___ Input rows

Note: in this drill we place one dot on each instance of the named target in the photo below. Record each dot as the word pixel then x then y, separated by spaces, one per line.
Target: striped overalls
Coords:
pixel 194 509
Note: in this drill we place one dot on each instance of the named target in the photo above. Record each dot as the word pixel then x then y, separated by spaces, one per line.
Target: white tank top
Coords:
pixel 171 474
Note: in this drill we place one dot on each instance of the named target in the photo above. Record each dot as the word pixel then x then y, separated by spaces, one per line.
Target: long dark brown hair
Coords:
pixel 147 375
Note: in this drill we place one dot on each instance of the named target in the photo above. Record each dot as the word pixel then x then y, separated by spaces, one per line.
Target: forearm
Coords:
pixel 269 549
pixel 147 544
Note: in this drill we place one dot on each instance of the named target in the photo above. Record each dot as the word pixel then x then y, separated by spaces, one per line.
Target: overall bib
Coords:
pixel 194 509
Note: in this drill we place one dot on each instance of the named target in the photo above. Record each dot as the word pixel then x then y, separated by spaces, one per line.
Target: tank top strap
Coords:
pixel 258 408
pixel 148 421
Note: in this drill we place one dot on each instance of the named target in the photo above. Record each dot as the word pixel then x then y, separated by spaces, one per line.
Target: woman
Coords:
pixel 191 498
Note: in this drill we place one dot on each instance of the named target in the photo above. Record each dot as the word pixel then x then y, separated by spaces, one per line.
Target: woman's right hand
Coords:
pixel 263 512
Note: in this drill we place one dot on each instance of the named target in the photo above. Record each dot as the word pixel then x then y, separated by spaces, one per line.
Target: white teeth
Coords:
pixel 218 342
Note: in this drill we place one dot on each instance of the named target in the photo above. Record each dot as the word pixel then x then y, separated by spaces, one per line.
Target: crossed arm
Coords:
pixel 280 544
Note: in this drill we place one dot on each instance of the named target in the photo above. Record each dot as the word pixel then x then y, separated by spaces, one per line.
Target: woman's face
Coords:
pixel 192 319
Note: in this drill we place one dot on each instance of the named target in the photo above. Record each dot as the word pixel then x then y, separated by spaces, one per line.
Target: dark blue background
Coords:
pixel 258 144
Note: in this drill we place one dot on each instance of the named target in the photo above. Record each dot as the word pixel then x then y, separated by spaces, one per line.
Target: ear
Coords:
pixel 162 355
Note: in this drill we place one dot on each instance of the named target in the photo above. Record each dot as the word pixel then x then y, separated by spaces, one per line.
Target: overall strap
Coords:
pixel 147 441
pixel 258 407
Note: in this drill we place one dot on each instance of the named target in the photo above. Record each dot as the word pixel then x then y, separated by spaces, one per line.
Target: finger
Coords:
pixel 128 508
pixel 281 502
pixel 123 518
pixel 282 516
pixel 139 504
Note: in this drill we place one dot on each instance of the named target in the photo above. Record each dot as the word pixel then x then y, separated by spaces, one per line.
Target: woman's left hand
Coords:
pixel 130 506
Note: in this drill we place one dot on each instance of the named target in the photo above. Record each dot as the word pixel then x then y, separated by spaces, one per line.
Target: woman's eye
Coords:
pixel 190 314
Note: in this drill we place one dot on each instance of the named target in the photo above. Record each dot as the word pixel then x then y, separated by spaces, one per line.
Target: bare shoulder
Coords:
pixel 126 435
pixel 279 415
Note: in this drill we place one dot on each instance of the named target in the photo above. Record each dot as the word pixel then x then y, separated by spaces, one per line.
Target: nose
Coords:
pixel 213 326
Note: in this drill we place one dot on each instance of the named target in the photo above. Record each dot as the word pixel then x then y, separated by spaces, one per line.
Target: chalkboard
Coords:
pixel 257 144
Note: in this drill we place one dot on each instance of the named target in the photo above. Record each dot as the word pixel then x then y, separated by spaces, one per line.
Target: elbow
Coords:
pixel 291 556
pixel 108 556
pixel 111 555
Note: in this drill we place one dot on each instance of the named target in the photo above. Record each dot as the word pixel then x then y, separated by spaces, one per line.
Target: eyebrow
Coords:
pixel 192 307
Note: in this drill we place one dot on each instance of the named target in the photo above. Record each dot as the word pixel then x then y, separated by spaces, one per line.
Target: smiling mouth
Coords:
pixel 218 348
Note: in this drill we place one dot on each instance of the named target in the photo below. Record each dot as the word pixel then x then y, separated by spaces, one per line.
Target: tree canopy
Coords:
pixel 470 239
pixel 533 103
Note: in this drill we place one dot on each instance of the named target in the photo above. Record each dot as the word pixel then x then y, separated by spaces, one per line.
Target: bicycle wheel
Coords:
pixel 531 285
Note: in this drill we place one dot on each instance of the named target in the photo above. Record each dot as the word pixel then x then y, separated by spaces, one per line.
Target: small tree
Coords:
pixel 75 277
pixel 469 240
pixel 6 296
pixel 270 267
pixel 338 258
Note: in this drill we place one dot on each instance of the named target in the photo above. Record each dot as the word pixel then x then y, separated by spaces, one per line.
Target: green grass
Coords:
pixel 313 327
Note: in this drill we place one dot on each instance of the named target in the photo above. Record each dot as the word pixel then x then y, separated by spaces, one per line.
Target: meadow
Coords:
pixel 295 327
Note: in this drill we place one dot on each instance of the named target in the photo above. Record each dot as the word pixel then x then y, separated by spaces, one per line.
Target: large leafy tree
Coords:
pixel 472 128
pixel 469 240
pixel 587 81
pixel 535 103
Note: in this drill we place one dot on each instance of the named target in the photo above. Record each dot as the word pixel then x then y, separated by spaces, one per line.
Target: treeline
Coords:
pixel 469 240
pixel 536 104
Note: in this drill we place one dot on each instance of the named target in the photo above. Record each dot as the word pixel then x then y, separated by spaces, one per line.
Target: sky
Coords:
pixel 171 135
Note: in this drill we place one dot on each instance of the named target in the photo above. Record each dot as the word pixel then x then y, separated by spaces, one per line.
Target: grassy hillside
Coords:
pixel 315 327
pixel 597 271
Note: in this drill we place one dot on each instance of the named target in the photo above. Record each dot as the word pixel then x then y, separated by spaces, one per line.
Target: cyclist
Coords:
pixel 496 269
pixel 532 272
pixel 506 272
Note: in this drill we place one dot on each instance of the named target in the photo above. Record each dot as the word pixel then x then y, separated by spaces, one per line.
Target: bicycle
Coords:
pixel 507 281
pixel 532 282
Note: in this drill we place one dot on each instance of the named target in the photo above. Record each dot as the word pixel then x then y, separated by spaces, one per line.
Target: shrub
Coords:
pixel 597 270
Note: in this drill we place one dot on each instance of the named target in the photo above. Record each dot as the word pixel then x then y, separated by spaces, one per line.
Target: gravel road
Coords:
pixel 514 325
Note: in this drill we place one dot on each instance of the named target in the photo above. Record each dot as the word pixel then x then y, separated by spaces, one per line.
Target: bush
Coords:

______

→ **Exercise prompt**
Transcribe every line of the records above word for word, leaving nothing out and changing nothing.

→ **Exercise response**
Note: in this drill we place one dot on each instance of the named target in the photo below. Record each dot as the word pixel then x then y, separated by spaces, one per line.
Target: striped overalls
Coords:
pixel 194 509
Note: in this drill we place one dot on each instance of the named target in the photo above. Record each dot as the word pixel then x then y, separated by spaces, one per line.
Target: white tank top
Coords:
pixel 171 474
Note: in this drill we place one dot on each instance of the named target in the photo above. Record each dot as the word pixel then x then y, separated by spaces, one per line.
Target: long dark brown hair
Coords:
pixel 147 375
Note: in this drill we place one dot on each instance of the named target in the photo above. Record each dot as the word pixel then x then y, separated by spaces, one per line.
Target: forearm
Coords:
pixel 269 549
pixel 147 544
Note: in this drill we place one dot on each instance of the named target in the photo above. Record each dot as the word pixel then x then y, separated by spaces, one per line.
Target: overall bib
Coords:
pixel 194 509
Note: in this drill we place one dot on each instance of the named target in the photo above. Record each dot as the word pixel then x then y, separated by spaces, one per line.
Target: tank top strap
Coords:
pixel 258 408
pixel 148 421
Note: in this drill we place one dot on each instance of the named target in the photo above. Record each dot as the word pixel then x then y, separated by spaces, one per line.
Target: woman
Coords:
pixel 191 498
Note: in this drill we place one dot on each instance of the named target in the photo above. Record each dot as the word pixel then x then y, separated by spaces, one per line.
Target: woman's right hand
Coords:
pixel 263 512
Note: in this drill we place one dot on each instance of the named target in the photo above. Record each dot as the word pixel then x then y, separated by spaces, one per line.
Target: white teeth
Coords:
pixel 218 342
Note: in this drill we place one dot on each instance of the named target in the photo above. Record each dot as the word pixel then x then y, separated by spaces, one per line.
Target: crossed arm
Coords:
pixel 280 544
Note: in this drill we place one dot on each instance of the named target in the photo above. Record each dot as the word pixel then x then y, separated by spaces, one per line.
Target: woman's face
Coords:
pixel 192 319
Note: in this drill we place one dot on each instance of the named target in the photo above. Record each dot as the word pixel then x then y, separated by spaces, one per line.
Target: dark blue background
Coords:
pixel 258 144
Note: in this drill we place one dot on each instance of the named target in the photo above. Record each dot as the word pixel then x then y, separated by spaces, one per line.
Target: ear
Coords:
pixel 162 355
Note: in this drill we place one dot on each instance of the named target in the photo above. Record each dot as the word pixel then x then y, separated by spaces, one per line.
Target: overall strap
Coords:
pixel 147 441
pixel 258 407
Note: in this drill we place one dot on each instance of the named target in the photo above. Record each dot as the word pixel then x then y, separated by spaces, one per line.
Target: finger
Coords:
pixel 128 508
pixel 281 502
pixel 123 518
pixel 282 516
pixel 139 504
Note: in this drill we place one dot on each instance of the named target in the photo above. Record each dot as the word pixel then x then y, separated by spaces, one per line.
Target: woman's left hand
Coords:
pixel 130 506
Note: in this drill we place one dot on each instance of the named target in the photo above. Record each dot as the word pixel then x then y, separated by spaces, one per line.
Target: woman's eye
Coords:
pixel 190 314
Note: in this drill we place one dot on each instance of the named target in the photo above. Record each dot as the word pixel then x then y, separated by spaces, one per line.
Target: bare shoulder
Coords:
pixel 126 435
pixel 279 415
Note: in this drill we place one dot on each instance of the named target in the photo above. Record each dot as the word pixel then x then y, separated by spaces, one per line.
Target: nose
Coords:
pixel 213 326
Note: in this drill we place one dot on each instance of the named target in the photo above. Record each dot as the word pixel then x then y, separated by spaces, one per line.
Target: chalkboard
Coords:
pixel 257 144
Note: in this drill we place one dot on each instance of the named target in the photo above. Record each dot as the word pixel then x then y, separated by spaces, one per line.
Target: elbow
Coords:
pixel 291 556
pixel 108 556
pixel 111 555
Note: in this drill we place one dot on each instance of the named target in the photo above. Record each dot as the word pixel then x then y, separated by spaces, one per line.
Target: eyebrow
Coords:
pixel 192 307
Note: in this drill we place one dot on each instance of the named target in the photo above. Record each dot as the word pixel then x then y, separated by spaces, one per line.
Target: smiling mouth
Coords:
pixel 218 348
Note: in this drill we place one dot on each instance of the named target in the photo below. Record each dot as the word pixel then x then y, separated by spaces, one per line.
Target: tree canopy
Coords:
pixel 470 239
pixel 533 103
Note: in this drill we place one dot on each instance of the named target in the photo above. Record each dot as the word pixel then x then y, separated by spaces, one per line.
Target: bicycle wheel
Coords:
pixel 531 285
Note: in this drill we place one dot on each instance of the named target in the photo above. Record each dot as the word pixel then x then y, separated by spaces, one per line.
Target: small tree
Coords:
pixel 75 277
pixel 469 240
pixel 6 296
pixel 270 267
pixel 338 258
Note: in this drill we place one dot on each instance of the named target in the photo above. Record each dot as the word pixel then x then y, separated by spaces, one per line.
Target: green grass
Coords:
pixel 313 327
Note: in this drill we place one dot on each instance of the named target in the photo above. Record each dot as the word pixel then x then y, separated by spaces, one per line.
Target: meadow
Coords:
pixel 295 327
Note: in this drill we place one dot on each instance of the named target in the photo above. Record each dot as the word pixel then x then y, separated by spaces, one per line.
Target: large leafy tree
Coords:
pixel 472 128
pixel 469 240
pixel 587 81
pixel 535 103
Note: in this drill we place one dot on each instance of the named target in the photo above. Record each dot as the word pixel then x then y, separated by spaces, one per line.
Target: treeline
Coords:
pixel 469 240
pixel 536 104
Note: in this drill we place one dot on each instance of the named target in the photo above. Record each dot as the word pixel then x then y, separated by spaces, one per line.
Target: sky
Coords:
pixel 171 135
Note: in this drill we place one dot on each instance of the named target in the photo above. Record each dot as the word pixel then x then y, separated by spaces, one per line.
Target: grassy hillside
Coords:
pixel 315 327
pixel 597 271
Note: in this drill we place one dot on each instance of the named target in the photo above. Record each dot as the word pixel then x then y, separated by spaces, one per line.
Target: cyclist
Coords:
pixel 496 269
pixel 532 272
pixel 506 272
Note: in this drill we place one dot on each instance of the named target in the photo above. Record each dot as the word pixel then x then y, separated by spaces, one per line.
Target: bicycle
Coords:
pixel 507 281
pixel 532 282
Note: in this drill we place one dot on each instance of the named target in the photo above. Record each dot as the word pixel then x then y, separated by spaces, one per line.
Target: shrub
Coords:
pixel 597 270
Note: in this drill we place one dot on each instance of the named target in the photo above. Record each dot as the word pixel then x then y, separated by spaces, one per line.
Target: gravel road
Coords:
pixel 514 325
Note: in this drill we place one dot on each instance of the named target in the photo above. Record each dot as the word pixel then x then y, separated by spaces, one per line.
Target: bush
Coords:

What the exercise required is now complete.